[What is needed] Show every line of the listing below that contains the word "wooden", matching case exactly.

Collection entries
_ _ _

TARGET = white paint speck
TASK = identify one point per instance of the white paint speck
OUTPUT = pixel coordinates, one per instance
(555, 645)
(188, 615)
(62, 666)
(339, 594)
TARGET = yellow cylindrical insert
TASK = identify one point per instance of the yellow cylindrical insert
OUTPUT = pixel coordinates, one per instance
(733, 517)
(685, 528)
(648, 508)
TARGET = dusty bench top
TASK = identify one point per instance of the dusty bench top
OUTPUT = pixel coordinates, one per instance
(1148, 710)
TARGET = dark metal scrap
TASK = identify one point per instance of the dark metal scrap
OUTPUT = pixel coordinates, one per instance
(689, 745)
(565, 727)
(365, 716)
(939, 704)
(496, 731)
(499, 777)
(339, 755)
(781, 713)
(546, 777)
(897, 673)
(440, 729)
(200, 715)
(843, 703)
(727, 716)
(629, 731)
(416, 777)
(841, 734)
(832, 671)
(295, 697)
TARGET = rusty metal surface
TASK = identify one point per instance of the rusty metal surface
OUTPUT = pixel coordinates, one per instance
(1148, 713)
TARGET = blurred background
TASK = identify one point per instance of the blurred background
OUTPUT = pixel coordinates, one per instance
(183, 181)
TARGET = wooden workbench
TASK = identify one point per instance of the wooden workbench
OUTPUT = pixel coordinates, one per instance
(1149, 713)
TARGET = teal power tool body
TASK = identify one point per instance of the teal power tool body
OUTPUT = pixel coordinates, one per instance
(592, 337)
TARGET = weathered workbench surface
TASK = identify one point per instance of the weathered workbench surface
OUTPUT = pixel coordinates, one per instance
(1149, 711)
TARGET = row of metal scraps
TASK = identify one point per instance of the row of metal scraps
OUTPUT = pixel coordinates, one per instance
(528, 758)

_ _ _

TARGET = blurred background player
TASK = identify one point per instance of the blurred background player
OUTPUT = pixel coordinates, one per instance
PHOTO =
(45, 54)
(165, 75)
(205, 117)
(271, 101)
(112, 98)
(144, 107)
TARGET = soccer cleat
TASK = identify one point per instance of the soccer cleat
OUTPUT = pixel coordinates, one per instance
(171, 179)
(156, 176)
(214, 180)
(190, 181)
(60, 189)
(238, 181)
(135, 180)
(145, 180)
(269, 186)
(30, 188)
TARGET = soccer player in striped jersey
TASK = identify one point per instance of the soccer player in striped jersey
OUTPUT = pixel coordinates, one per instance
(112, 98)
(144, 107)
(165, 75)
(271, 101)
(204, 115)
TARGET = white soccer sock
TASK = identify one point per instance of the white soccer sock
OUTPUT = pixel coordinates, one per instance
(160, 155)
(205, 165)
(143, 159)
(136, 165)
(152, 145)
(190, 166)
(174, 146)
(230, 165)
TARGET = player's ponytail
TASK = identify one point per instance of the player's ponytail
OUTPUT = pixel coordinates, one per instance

_ _ _

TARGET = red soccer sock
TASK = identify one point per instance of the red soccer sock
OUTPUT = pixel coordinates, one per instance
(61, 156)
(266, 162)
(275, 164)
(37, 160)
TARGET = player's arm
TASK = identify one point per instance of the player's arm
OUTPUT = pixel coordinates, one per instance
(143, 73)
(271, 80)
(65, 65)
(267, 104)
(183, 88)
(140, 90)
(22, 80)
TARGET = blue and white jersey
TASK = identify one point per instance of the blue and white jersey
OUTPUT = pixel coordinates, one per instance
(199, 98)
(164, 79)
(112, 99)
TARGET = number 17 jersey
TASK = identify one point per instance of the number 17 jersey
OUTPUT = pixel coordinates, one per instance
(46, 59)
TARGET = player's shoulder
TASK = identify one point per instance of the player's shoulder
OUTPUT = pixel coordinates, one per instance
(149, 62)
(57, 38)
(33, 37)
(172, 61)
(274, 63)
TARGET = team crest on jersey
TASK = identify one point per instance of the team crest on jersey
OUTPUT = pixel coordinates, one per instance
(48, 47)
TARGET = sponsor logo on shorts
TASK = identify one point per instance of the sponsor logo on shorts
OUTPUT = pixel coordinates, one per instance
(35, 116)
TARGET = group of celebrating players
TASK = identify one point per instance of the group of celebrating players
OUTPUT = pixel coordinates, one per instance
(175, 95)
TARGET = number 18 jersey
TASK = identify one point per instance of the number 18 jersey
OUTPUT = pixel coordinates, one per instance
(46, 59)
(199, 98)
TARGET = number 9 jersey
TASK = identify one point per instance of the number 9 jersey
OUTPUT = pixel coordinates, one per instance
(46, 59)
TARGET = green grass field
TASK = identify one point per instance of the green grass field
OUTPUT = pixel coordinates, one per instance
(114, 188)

_ _ _

[Task solution]
TARGET = wooden workbench
TASK = identify one point per instance of the wooden workbench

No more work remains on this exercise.